THE TASK: Output all of the data below exactly as given.
--- EXERCISE DATA ---
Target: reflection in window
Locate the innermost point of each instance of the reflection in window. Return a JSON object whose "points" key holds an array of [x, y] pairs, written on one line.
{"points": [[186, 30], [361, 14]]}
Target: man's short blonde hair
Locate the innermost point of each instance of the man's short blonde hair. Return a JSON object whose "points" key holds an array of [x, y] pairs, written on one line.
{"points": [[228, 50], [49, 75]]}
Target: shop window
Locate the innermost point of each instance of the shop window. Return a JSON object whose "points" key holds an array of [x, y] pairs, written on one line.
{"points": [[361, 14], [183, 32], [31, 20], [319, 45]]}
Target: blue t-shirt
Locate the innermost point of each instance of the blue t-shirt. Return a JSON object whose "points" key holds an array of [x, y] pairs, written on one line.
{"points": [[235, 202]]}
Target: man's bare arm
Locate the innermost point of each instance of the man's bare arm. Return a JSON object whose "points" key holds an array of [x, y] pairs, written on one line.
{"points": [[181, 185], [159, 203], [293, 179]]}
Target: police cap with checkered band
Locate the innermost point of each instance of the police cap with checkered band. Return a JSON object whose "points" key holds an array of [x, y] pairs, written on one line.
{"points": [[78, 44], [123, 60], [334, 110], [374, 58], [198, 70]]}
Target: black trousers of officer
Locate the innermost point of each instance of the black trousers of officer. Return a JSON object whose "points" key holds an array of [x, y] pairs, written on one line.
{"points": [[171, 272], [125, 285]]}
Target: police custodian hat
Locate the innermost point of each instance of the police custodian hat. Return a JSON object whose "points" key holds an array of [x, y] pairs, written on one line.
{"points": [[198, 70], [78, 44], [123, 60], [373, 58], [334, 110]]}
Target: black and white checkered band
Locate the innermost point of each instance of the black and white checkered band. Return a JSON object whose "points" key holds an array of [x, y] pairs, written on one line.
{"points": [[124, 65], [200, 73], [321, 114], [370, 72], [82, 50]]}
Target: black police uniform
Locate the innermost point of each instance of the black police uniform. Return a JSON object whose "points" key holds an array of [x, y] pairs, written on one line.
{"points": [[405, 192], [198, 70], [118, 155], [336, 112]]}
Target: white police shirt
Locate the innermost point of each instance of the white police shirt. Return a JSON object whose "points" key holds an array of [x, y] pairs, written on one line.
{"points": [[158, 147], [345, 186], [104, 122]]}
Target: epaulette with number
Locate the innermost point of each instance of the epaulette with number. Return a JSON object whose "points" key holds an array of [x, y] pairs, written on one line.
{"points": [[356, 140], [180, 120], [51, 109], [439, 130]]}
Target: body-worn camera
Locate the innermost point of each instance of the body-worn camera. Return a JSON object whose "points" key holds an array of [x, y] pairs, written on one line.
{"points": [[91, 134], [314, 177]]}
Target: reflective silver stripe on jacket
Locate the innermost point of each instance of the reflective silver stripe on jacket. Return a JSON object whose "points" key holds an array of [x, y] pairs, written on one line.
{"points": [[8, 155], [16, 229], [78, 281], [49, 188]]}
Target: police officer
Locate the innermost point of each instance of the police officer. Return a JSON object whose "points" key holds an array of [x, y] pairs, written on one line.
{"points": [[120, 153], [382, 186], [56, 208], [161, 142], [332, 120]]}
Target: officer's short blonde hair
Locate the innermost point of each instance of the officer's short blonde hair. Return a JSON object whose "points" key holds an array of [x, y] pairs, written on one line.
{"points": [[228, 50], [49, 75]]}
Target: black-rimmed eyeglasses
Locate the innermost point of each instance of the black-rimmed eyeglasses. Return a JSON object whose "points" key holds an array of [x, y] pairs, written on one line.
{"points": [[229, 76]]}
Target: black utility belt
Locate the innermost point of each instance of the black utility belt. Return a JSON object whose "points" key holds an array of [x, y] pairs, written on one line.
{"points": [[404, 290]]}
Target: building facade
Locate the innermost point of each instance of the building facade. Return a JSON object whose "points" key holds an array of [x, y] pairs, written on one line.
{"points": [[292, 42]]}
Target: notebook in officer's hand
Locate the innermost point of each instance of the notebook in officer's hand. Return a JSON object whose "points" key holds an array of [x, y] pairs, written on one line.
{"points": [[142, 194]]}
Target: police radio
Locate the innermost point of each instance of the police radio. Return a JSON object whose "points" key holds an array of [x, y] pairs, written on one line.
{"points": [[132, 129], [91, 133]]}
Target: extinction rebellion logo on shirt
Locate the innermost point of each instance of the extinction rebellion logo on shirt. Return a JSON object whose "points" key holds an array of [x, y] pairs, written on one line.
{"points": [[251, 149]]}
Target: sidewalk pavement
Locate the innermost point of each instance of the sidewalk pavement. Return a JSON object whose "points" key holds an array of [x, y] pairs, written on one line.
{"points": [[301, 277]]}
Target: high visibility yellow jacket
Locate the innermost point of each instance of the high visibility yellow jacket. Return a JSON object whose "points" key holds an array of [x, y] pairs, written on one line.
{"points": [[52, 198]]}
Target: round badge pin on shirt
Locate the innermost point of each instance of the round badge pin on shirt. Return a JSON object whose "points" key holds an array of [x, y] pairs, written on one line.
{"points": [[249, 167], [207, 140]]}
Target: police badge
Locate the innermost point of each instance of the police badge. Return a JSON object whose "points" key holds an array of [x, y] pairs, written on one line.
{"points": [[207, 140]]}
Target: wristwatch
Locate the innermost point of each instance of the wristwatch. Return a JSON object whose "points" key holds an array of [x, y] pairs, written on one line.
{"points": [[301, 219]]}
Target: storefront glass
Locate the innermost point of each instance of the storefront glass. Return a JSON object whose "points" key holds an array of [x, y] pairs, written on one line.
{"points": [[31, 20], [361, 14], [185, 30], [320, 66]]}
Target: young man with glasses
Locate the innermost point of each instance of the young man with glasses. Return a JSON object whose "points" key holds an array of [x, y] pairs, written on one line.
---
COMPLETED EXERCISE:
Target: reflection in window
Locate the innermost point of each instance of the reflection in window. Return a JSON object whose "points" key holds an array of [x, y] pairs, written on one line.
{"points": [[186, 30], [361, 14]]}
Target: man's short blonde hair
Locate the innermost point of each instance of the man's short blonde hair. Return a JSON object whose "points" key holds an array of [x, y] pairs, written on one line.
{"points": [[228, 50], [49, 75]]}
Target: shop window
Locate the innermost point of each instance of the shop window. Return a JSON object whose "points" key holds an array of [x, y] pairs, written on one line.
{"points": [[361, 14], [183, 32], [31, 20], [319, 45]]}
Target: blue t-shirt
Locate the innermost point of each instance of the blue t-shirt. Return a JSON object whose "points" key holds an array of [x, y] pairs, written on one line.
{"points": [[235, 202]]}
Target: man's bare arm
Locate the innermost point of each instance of the man's bare arm. Return a JSON object whose "points" key holds an array of [x, y] pairs, written on one line.
{"points": [[181, 185], [159, 203], [293, 179]]}
Target: police cap with checkered band
Locate the innermost point of each instance of the police cap with checkered band. Return a JSON object whose "points" key holds an array of [x, y] pairs, written on one line.
{"points": [[78, 44], [123, 60], [334, 110], [374, 58], [198, 70]]}
Target: black trousers of officer
Locate the innermost point of each instance of the black trousers of officer. Return a JSON object whose "points" key holds an array of [x, y] pairs, written on one line.
{"points": [[171, 272], [125, 285]]}
Target: police custodian hat
Locate the innermost point of each instance of the police custodian hat. Return a JSON object whose "points" key holds an array of [x, y] pairs, written on one line.
{"points": [[198, 70], [78, 44], [123, 60], [373, 58], [334, 110]]}
Target: black and white checkered band
Locate the innermost point of each instance of the black and white checkered band. Return a JSON object whose "points" key holds an array of [x, y] pairs, written on one line.
{"points": [[124, 65], [200, 73], [321, 114], [370, 72], [82, 50]]}
Target: black police uniform
Locate the innermost point of each instance of the black police uniform. Return a JSON object whose "points" key holds an array of [x, y] pairs, written on one line.
{"points": [[405, 192], [198, 70], [118, 155], [336, 112]]}
Target: white police shirt
Locate the innermost point of each instance of the white police shirt. Return a JSON object whose "points" key holds an array of [x, y] pairs, written on one line.
{"points": [[158, 147], [345, 186], [104, 122]]}
Target: epaulette with number
Locate the innermost point of each instance of the epaulette with number. Return a JSON object whose "points" key holds an array of [x, y] pairs, written on one line.
{"points": [[356, 140], [180, 120], [51, 109], [439, 130]]}
Target: body-worn camera
Locate the innermost point of each instance of the body-worn camera. Return a JSON object whose "points" key holds an array of [x, y] pairs, written on one line.
{"points": [[91, 134], [314, 177]]}
Target: reflective silver stripe on jacket
Locate the innermost point of each instance of the reflective silver stripe on jacket. Return a JSON object whose "points" key holds an array of [x, y] pairs, written on one line.
{"points": [[8, 155], [16, 229], [78, 281], [49, 188]]}
Target: police officer
Locate the innermost point of each instance of the police officer. Return a JSON object whose "points" key holds an array of [x, y] pairs, written on one line.
{"points": [[120, 153], [382, 186], [56, 208], [161, 142], [332, 120]]}
Target: officer's short blonde hair
Locate the innermost point of each instance of the officer's short blonde hair. Return a JSON object whose "points" key holds an array of [x, y] pairs, written on one line.
{"points": [[228, 50], [49, 75]]}
Target: black-rimmed eyeglasses
Locate the innermost point of each instance of the black-rimmed eyeglasses. Return a JSON object whose "points" key holds an array of [x, y] pairs, written on one line.
{"points": [[229, 76]]}
Target: black utility belt
Locate the innermost point of each instance of the black utility belt. Return a JSON object whose "points" key holds an array of [x, y] pairs, written on one line.
{"points": [[404, 290]]}
Target: building facade
Locate the innermost point of each instance of the building facade. Return a JSON object whose "points" key holds an array of [x, y] pairs, written on one line.
{"points": [[292, 42]]}
Target: notebook in officer's hand
Locate the innermost point of each instance of the notebook in officer's hand. Return a JSON object whose "points" key holds an array of [x, y] pairs, written on one line.
{"points": [[142, 194]]}
Target: police radio
Locate the innermost point of each instance of the police radio. Return a JSON object whose "points" key holds an array of [x, y] pairs, written on one line.
{"points": [[132, 129], [91, 133]]}
Target: extinction rebellion logo on shirt
Locate the innermost point of each instance of the extinction rebellion logo on shirt. Return a JSON object whose "points" key holds an array of [x, y] pairs, written on one line.
{"points": [[251, 149]]}
Target: sidewalk pavement
Locate the innermost point of each instance of the sidewalk pavement. Return a JSON object whose "points" key holds an array of [x, y] pairs, written on one line.
{"points": [[301, 277]]}
Target: high visibility yellow jacket
Locate the innermost point of each instance of the high visibility yellow jacket. Return a JSON object whose "points" key holds an array of [x, y] pairs, written on one line.
{"points": [[52, 198]]}
Target: round badge pin on shirt
Locate the innermost point of each instance of the round badge pin on shirt. Return a JSON object whose "points" key holds an array of [x, y] pairs, written on one line.
{"points": [[249, 167], [207, 140]]}
Target: police badge
Locate the innermost point of each instance of the police badge. Return a JSON object whose "points" key holds an array of [x, y] pairs, written on one line.
{"points": [[207, 140]]}
Target: wristwatch
Locate the innermost point of each instance of the wristwatch. Return a JSON object whose "points" key holds an array of [x, y] pairs, written on one line.
{"points": [[301, 219]]}
Target: storefront glass
Locate the innermost point of each instance of the storefront glass. Return a JSON object whose "points" key holds an array of [x, y] pairs, written on one line.
{"points": [[31, 20], [361, 14], [185, 30], [320, 66]]}
Target: young man with glasses
Locate the innermost point of each instance of the young man with glasses. Return a JSON object whose "points" key holds an array of [x, y] pairs, written on one line.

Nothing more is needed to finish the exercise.